[Image point grounding data]
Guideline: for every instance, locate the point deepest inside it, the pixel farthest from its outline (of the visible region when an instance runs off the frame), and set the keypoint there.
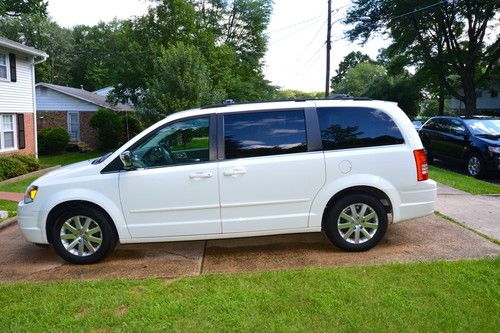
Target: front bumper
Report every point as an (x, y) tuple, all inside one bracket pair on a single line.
[(418, 201), (28, 219)]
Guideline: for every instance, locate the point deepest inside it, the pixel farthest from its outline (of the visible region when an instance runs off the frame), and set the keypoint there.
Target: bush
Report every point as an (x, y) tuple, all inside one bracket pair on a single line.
[(52, 140), (109, 128), (11, 167), (29, 161)]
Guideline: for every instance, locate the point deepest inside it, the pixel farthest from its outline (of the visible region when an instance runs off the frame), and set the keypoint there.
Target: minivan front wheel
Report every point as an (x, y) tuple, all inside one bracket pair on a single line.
[(356, 222), (82, 235)]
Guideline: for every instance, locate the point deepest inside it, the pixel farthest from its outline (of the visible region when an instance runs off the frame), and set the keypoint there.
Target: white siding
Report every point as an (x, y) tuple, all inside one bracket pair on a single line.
[(51, 100), (18, 96)]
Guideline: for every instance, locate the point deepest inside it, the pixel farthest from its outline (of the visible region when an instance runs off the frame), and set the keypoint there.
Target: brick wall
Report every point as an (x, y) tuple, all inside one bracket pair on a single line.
[(60, 119)]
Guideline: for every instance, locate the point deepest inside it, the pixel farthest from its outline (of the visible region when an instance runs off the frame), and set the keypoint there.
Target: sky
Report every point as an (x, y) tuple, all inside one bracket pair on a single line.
[(296, 56)]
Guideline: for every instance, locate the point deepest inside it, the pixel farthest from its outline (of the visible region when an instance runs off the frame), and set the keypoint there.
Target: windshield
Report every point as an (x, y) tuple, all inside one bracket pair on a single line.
[(488, 127)]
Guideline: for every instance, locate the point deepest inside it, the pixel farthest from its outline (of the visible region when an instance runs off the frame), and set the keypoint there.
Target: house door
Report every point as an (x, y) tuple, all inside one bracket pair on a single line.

# What the exercise asks
What is needed is every line of the data above, set down exactly but with the images left out.

# Result of the task
Guideline: for every instance, locate the point deepest inside it, the pixel farthest from its outline (of the visible region when an instance runs off the frame), and set the keypoint there.
Target: front bumper
Report every point as an (x, y) tuple, all inside one bracket pair on a single line.
[(418, 201), (28, 219)]
Guideline: for every instance, locate the point deepest inside it, the pixel farthest from its outline (of the visible region when an instance runs off the frame), and set the keypoint there.
Target: bush
Report every point as an (x, y) tuple, all inside one bracket pair on a single line.
[(52, 140), (109, 128), (11, 167), (29, 161)]
Guideline: for every instance, locate the point deepest inside it, the pixel farthest from its outline (of the visible region when an instance runs off the frame), and set the keypoint there.
Target: minivan front wheel
Report every point as an (x, y) tuple, all inside one bracket pair on a single line.
[(356, 222), (82, 235)]
Guideline: for every instance, locate the point deepest inside it, the pixel farthest from its outline (of the visible region when an instance runs off the frame), and set the keypoint there.
Target: white siding
Report every point as an (x, y) tuple, all inside one bracket pair on a single line.
[(51, 100), (18, 96)]
Guideline: for every instance, locate the point deepest inside it, the pixel farthest from its outline (of the visible region when an instance runs off the frame), and set the keypoint there.
Target: brick wall
Report every point as an (x, y) tuple, all inside one bracket pair on a single line.
[(60, 119)]
Guideline: for every instance, locate the point deepest inside it, the pixel farthest from its outline (of the visible region when an instance runs off the frame), and set the keypoint there.
Target: sky
Report every point as an (x, y) tuple, all inside one bracket pair on a single line.
[(296, 56)]
Guideline: for every instance, locate the point deepest inside it, the pixel farthest from its outline (of the visible region when an instance runs off the frame), and set the keypoint there.
Target: windshield
Report every point as an (x, y) tuple, all inside one bracket pair on a single line.
[(488, 127)]
Guideline: for every instance, locate the point deepest inside it, the pixel farthest from its outline (of the visible region when an instance runs off the frame), and set the keypoint there.
Target: house door
Report every point as an (x, y) tuple, all inside one bracket pair on a single line.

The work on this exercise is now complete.